DESCRIPTION OF THE TASK: Working from the line that contains "the lips, the" down to the last line below, repeat each line exactly.

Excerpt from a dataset
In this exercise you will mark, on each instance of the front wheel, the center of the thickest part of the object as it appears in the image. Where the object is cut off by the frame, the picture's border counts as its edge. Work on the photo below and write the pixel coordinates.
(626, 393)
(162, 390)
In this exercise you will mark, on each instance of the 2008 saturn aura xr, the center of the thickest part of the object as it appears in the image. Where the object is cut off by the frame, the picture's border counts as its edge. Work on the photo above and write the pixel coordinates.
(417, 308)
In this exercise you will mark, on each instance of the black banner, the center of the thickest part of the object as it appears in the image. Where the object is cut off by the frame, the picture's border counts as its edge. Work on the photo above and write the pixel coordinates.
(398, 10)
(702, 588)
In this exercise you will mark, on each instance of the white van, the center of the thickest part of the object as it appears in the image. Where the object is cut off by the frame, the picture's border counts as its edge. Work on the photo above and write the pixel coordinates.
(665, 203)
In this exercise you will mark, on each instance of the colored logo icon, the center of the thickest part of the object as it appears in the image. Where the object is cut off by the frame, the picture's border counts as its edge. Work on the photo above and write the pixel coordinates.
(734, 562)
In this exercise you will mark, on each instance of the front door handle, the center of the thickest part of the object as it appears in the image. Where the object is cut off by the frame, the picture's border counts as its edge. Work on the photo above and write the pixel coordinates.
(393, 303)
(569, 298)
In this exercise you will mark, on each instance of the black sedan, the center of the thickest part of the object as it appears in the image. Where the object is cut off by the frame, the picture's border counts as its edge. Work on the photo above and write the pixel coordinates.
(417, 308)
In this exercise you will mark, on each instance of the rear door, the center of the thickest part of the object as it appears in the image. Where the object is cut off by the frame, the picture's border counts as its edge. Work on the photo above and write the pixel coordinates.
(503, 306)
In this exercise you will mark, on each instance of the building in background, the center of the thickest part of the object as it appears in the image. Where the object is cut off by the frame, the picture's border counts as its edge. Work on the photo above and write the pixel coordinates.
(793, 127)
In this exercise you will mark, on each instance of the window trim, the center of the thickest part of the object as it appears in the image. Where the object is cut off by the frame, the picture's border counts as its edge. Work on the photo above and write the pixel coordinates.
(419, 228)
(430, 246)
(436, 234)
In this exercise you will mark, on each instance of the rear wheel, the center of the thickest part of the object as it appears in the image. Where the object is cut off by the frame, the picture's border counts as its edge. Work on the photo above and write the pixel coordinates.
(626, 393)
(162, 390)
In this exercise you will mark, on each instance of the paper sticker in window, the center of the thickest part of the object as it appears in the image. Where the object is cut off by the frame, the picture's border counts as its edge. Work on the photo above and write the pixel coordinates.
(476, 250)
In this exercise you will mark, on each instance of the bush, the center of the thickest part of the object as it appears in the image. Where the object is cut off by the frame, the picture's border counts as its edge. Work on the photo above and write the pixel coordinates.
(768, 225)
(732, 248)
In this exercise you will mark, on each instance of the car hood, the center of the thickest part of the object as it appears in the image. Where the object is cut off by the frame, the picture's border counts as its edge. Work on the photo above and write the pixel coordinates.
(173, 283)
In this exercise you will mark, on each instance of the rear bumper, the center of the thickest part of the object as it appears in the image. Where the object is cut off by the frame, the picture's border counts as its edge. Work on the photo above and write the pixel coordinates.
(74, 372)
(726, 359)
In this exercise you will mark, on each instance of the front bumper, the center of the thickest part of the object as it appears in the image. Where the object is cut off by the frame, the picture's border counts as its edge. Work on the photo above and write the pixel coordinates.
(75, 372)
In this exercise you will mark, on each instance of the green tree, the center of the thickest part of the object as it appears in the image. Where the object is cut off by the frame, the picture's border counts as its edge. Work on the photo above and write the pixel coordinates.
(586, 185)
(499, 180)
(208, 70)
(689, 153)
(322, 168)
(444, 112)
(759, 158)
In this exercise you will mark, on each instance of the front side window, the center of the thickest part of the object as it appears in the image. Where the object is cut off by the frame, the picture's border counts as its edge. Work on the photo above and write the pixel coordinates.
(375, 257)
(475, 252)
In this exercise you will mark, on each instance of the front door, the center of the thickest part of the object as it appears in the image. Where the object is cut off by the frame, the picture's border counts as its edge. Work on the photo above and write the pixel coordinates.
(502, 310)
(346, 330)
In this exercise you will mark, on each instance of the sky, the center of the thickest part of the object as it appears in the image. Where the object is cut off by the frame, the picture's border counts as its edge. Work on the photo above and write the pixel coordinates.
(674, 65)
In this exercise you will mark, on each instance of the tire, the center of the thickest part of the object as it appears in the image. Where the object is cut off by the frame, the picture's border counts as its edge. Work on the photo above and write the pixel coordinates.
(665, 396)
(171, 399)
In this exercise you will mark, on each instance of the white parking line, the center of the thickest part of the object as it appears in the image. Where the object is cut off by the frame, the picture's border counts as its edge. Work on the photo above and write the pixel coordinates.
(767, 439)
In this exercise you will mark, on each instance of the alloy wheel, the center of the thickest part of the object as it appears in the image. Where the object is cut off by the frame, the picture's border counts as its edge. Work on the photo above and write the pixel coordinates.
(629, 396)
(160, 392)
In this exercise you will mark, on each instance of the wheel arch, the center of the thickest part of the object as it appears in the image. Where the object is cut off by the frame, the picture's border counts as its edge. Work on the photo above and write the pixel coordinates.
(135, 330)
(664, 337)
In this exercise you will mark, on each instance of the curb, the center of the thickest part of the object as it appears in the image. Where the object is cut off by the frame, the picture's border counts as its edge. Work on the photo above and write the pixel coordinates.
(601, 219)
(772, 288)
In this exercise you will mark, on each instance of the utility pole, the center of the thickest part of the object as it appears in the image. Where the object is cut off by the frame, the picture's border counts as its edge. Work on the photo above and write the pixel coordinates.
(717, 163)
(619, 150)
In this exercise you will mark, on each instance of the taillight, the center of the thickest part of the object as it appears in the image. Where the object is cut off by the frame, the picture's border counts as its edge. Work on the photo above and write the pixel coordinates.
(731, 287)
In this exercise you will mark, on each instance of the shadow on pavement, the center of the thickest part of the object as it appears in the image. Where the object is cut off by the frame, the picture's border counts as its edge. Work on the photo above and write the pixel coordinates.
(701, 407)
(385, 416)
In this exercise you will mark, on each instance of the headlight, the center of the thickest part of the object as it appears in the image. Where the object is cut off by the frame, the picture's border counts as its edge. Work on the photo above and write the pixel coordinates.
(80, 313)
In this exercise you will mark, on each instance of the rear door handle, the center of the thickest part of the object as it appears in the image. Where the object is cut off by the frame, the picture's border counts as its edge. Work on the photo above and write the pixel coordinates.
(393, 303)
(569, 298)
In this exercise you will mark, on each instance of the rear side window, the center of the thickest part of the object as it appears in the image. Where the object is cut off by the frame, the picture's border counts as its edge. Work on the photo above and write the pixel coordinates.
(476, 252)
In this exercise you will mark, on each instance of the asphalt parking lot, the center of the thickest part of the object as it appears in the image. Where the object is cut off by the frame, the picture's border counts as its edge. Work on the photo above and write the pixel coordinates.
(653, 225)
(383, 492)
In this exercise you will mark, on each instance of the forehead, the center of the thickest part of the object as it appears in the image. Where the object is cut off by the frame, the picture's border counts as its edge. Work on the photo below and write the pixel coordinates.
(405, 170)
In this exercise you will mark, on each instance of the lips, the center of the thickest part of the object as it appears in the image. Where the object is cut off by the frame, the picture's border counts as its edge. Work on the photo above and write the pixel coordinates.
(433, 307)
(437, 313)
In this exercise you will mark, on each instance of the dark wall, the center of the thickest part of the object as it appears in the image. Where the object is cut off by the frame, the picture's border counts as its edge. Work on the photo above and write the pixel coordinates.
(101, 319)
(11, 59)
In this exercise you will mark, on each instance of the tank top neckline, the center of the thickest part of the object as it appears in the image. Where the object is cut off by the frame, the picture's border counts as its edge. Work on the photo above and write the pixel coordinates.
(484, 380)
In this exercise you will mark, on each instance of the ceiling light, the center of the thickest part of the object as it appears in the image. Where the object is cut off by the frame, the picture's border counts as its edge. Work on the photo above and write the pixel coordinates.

ANSWER TO THE TASK:
In this exercise you will mark, on each instance of the lips, the center of the thickest part of the object as it appears in the image. Where the object is cut off by the frame, the picture's border counts as its edge. Work on the photo above and write the pixel coordinates.
(433, 307)
(437, 313)
In this exercise you will mark, on each instance of the dark wall, the center of the thickest part of the object as it appears in the image. Where the object is cut off by the frame, the picture's border counts as its edge. Work on the photo above and write the pixel coordinates.
(101, 319)
(11, 59)
In this exercise you will mark, on each instance of the tank top neckline, the center of the thickest part of the object as it appears in the image. Where the object is cut off by the frame, the picture's border counts as its edge. Work on the photo above and write the pixel coordinates.
(484, 380)
In this exercise you will mark, on each instance of the ceiling light, the center of the thickest part of the object as it appears in the image. Where the object is cut off by the frame, the picture's border counts as its edge. Work on the photo above and write the pixel coordinates.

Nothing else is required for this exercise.